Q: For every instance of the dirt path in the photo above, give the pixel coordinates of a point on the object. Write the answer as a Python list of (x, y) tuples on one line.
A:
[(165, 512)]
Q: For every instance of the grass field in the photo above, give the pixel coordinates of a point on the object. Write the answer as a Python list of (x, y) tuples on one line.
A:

## [To do]
Your response must consist of the entries, reproduced exactly.

## [The answer]
Q: For every instance of the dirt path in the photo above, give the pixel coordinates of a point on the object. Write the answer as a Python list of (x, y) tuples on one line.
A:
[(165, 512)]
Q: For every instance of the grass field in the photo above, give the pixel coordinates of a point on the object. Write the answer as a Python list of (x, y) tuples on one line.
A:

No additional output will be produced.